Texto de lectura:
◇ ◇ ◇

Tras realizar varios intentos para tener una carrera, finalmente logré graduarme profesionalmente. Siempre he querido independizarme, no depender de mis padres, tomar mis propias decisiones, hacer cosas con mis propias manos.
Entonces tomé una decisión radical, en mi razonamiento, sentía que la mejor manera de emanciparme era alejarme lo más posible de mi familia y todo lo conocido en mi vida. Fue entonces que viajé a otro país.
Inicié una maestría, la consideraba el punto de partida en mi camino a esa independencia. Lavar mi ropa, hacer mi comida, buscar trabajo, todos estos eran para mí parámetros de medición en mi nivel de independencia. Sin embargo, en mi mente, todo esto no tenía tanto valor como el hecho de conseguir un trabajo.

◇ ◇ ◇

Datos de entrada:
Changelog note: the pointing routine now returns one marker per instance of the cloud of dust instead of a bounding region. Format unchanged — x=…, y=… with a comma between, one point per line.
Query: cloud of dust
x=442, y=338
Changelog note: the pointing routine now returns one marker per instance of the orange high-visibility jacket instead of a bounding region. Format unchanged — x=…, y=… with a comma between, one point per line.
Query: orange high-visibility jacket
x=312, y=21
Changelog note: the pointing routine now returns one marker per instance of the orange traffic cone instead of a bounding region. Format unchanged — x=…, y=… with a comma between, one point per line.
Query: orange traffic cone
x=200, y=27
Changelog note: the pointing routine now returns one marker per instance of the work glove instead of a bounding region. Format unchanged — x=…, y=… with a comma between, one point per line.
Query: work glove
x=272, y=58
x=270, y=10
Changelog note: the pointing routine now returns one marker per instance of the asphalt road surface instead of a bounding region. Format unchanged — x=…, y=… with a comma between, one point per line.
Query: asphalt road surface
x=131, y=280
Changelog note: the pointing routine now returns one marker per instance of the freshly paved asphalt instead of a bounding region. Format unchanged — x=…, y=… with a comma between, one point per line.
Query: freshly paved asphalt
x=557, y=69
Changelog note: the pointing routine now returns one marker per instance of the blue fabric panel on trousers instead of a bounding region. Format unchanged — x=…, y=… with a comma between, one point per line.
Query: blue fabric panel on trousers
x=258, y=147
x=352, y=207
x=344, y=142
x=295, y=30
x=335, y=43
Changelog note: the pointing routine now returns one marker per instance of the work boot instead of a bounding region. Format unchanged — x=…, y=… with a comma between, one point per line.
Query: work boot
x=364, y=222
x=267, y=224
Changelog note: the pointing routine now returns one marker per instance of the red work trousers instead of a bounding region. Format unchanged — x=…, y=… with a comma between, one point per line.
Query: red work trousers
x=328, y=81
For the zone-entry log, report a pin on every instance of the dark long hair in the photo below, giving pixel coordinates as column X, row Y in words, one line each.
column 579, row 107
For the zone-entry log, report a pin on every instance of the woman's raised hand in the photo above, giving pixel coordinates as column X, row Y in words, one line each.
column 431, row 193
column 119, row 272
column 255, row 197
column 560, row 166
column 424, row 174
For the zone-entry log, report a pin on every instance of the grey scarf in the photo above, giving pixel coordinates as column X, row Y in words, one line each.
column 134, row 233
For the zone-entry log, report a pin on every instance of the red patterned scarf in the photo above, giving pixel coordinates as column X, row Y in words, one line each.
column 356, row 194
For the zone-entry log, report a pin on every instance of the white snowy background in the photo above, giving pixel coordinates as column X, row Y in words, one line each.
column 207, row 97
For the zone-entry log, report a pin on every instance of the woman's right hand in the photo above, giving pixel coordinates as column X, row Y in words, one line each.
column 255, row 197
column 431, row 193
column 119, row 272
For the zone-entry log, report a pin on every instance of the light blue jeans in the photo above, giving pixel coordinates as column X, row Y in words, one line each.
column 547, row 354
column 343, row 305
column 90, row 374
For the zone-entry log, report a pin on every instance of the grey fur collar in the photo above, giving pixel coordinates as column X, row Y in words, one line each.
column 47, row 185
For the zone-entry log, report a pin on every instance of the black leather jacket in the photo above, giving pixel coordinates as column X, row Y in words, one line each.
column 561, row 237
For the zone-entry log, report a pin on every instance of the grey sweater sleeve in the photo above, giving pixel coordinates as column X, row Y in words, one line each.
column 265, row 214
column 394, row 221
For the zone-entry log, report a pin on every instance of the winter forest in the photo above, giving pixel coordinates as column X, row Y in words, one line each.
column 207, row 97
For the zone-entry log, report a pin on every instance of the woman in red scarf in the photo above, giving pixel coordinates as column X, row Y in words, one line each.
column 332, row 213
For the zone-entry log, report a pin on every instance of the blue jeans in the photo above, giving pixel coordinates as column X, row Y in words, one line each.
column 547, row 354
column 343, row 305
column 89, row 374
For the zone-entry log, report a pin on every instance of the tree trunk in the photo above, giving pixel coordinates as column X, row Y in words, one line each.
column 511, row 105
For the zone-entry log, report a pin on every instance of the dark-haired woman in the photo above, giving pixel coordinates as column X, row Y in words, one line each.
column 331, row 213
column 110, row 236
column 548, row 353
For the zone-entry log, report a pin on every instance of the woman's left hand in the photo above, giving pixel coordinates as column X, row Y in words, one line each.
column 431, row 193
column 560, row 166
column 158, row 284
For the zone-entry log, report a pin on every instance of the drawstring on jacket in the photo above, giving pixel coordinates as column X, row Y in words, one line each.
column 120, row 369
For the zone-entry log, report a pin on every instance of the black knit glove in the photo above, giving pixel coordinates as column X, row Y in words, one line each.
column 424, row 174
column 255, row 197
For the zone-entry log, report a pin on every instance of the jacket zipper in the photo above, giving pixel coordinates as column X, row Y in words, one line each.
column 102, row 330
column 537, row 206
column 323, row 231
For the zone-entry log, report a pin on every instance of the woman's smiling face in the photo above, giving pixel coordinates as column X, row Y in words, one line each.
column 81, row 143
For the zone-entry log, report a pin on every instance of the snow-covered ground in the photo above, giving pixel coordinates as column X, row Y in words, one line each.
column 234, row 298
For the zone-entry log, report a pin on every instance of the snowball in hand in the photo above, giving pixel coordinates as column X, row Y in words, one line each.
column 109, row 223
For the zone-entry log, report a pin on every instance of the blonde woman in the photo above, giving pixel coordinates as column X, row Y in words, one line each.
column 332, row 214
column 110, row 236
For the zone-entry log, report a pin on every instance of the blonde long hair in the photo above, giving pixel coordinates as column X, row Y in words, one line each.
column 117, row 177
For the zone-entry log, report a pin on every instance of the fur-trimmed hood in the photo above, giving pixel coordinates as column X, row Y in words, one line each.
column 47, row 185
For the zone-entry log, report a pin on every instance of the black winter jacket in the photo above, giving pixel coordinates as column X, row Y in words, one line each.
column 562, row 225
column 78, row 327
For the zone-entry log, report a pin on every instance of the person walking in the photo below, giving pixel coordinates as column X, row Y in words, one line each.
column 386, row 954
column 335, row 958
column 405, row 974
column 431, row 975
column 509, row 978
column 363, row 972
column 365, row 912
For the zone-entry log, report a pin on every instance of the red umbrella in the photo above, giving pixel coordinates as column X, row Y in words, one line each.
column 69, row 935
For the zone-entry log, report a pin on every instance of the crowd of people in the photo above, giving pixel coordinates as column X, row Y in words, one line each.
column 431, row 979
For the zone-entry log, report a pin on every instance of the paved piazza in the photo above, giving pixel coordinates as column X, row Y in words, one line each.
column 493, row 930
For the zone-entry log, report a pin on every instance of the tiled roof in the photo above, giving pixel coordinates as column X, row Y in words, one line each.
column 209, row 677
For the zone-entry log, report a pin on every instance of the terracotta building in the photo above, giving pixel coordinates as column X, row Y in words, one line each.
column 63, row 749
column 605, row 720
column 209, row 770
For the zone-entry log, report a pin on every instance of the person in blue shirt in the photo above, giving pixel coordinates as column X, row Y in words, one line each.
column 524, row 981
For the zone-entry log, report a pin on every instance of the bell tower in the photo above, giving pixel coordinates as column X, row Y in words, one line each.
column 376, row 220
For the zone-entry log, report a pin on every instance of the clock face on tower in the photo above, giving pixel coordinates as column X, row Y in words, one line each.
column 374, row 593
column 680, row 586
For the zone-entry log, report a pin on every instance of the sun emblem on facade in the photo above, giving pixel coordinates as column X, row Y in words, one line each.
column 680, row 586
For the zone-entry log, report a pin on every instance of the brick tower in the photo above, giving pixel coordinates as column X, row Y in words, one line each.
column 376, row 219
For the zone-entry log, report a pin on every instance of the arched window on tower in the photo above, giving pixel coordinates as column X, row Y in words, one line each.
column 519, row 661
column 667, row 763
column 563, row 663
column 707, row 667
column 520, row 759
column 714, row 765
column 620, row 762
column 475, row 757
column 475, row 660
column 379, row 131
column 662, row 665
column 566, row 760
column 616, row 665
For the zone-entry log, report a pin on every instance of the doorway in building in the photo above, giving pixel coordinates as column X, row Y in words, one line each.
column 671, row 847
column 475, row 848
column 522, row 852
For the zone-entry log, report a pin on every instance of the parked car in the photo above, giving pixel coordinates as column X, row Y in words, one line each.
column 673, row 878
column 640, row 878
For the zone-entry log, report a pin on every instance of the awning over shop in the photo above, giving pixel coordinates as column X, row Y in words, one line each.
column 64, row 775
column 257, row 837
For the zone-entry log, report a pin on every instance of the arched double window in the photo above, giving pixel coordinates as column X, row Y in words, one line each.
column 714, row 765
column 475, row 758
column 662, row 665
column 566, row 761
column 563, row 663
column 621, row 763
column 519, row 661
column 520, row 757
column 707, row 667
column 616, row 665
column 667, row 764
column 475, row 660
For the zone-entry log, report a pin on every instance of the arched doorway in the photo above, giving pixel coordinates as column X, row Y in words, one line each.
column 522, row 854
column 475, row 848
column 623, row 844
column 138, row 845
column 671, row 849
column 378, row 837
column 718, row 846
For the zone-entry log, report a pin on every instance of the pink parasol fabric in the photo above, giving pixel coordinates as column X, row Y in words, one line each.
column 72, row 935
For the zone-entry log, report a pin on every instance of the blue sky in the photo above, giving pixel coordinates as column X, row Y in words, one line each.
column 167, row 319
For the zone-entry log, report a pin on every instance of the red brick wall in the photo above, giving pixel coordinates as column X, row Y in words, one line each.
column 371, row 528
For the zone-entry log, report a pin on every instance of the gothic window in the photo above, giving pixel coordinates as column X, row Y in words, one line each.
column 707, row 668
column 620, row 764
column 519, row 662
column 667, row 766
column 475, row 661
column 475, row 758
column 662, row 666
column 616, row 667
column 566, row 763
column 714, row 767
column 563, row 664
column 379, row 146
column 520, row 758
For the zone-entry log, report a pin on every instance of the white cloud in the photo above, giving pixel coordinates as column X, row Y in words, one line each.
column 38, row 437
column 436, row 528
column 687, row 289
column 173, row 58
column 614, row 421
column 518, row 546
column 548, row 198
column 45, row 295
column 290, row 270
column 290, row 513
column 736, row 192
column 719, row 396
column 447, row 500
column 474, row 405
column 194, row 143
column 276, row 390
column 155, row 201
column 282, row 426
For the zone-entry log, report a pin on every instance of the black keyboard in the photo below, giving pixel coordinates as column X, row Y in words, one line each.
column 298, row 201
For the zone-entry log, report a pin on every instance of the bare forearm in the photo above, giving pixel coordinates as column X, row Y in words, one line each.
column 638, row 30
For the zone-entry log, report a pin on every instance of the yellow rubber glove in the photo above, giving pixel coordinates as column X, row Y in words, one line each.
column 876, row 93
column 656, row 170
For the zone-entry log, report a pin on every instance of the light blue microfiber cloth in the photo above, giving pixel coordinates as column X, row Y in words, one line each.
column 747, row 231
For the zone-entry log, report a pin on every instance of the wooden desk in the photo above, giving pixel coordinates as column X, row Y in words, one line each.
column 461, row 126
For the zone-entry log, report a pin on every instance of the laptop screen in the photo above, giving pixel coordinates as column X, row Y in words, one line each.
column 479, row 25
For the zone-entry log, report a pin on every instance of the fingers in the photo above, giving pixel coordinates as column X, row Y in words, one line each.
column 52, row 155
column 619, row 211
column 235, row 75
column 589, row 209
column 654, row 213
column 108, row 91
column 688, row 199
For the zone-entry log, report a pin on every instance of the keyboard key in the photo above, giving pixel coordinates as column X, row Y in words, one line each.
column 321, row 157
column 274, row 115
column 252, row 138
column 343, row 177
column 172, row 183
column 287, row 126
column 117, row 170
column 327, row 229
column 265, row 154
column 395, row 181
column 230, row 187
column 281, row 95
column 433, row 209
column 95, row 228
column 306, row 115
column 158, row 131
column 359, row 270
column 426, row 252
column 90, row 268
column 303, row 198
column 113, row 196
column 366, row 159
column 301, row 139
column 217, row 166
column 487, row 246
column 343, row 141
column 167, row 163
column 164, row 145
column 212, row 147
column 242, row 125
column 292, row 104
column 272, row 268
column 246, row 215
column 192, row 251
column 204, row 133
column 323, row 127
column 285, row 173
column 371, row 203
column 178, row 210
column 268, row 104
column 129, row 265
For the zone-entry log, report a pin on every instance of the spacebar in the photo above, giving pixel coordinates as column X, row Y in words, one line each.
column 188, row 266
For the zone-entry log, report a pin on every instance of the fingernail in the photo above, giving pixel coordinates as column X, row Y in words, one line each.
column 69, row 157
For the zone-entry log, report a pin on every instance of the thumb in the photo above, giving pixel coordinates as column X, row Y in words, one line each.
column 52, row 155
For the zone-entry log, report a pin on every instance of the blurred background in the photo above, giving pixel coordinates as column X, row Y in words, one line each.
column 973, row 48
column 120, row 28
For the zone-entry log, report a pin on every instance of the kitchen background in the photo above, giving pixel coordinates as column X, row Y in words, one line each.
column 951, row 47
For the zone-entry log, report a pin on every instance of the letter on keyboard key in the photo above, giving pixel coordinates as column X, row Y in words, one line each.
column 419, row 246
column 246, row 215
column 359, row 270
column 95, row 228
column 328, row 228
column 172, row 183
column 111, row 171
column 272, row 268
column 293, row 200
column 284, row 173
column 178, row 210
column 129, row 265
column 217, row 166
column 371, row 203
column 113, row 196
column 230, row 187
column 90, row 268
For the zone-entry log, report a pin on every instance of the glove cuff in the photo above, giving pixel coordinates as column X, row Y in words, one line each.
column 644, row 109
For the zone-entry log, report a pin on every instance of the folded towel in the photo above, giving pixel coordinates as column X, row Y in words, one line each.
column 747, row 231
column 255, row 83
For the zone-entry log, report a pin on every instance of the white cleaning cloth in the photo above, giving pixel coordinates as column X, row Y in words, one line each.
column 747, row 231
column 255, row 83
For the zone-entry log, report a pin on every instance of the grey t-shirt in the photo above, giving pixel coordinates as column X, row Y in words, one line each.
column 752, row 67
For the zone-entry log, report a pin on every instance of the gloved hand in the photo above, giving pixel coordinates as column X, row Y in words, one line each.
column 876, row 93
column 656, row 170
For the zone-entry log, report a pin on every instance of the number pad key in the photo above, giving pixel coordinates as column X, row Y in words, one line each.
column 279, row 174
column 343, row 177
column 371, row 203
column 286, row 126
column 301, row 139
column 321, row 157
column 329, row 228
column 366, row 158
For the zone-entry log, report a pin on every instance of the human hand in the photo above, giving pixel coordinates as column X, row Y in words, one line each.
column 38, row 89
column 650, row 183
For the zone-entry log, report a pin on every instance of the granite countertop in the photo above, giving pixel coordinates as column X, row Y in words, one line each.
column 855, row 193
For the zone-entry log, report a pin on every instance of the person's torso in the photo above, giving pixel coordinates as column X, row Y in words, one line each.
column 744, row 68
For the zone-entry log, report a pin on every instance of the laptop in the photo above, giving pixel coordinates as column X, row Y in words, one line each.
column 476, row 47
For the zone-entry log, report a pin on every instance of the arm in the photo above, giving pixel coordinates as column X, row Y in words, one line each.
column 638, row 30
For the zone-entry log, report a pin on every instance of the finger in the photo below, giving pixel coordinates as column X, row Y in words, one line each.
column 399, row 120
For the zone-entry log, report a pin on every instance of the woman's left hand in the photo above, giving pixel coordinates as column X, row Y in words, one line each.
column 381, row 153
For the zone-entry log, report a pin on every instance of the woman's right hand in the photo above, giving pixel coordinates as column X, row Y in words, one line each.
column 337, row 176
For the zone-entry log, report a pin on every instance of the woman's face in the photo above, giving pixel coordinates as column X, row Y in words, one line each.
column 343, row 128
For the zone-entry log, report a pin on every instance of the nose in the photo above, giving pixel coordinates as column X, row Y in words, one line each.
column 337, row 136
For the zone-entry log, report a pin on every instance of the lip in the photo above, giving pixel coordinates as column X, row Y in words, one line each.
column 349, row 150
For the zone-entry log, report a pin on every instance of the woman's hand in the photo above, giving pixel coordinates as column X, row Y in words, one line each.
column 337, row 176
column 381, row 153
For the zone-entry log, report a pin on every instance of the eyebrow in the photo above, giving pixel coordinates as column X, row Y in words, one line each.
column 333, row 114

◇ ◇ ◇

Enunciado: Prolonga el relato sobre la búsqueda de independencia a partir de su última oración, la que termina en «el hecho de conseguir un trabajo».

Ejercicio resuelto:
Así que estudiaba, pero para mí eso tampoco tenía mucho valor si no lograba encontrar el tan venerado trabajo, así que esta idea se convirtió en una obsesión. Hacer hojas de vida, charlas, conferencias, tips de presentación personal, cómo hablar, etc.
Mi obsesión se convirtió en una especie de medición, empecé a crear una Checklist mental, una lista de los atributos y méritos requeridos para ser aceptado en un trabajo, en una institución, en una comunidad. Para crear esta lista observaba a los demás, y me comparaba con ellos.
Paulatinamente, esta obsesión nubló mi juicio y se apoderó de mí, no podía pensar en nada más que mi lista imaginaria, perfecta, y en cómo todos iban mucho más delante que yo como si se tratara de una carrera. Miré hacia el pasado y vi cuántas veces había intentado buscar la sacra independencia, pero había fallado de nuevo.
En esta ocasión, no era un fracaso más, para mí su magnitud era mucho mayor. Lejos de casa, y tras una gran inversión por parte de mis padres, en mi mente, este susodicho fracaso había adquirido proporciones exorbitantes. Entonces toqué fondo, me paralicé, no podía estudiar, y me abandoné a mí mismo. Ya no quería nada.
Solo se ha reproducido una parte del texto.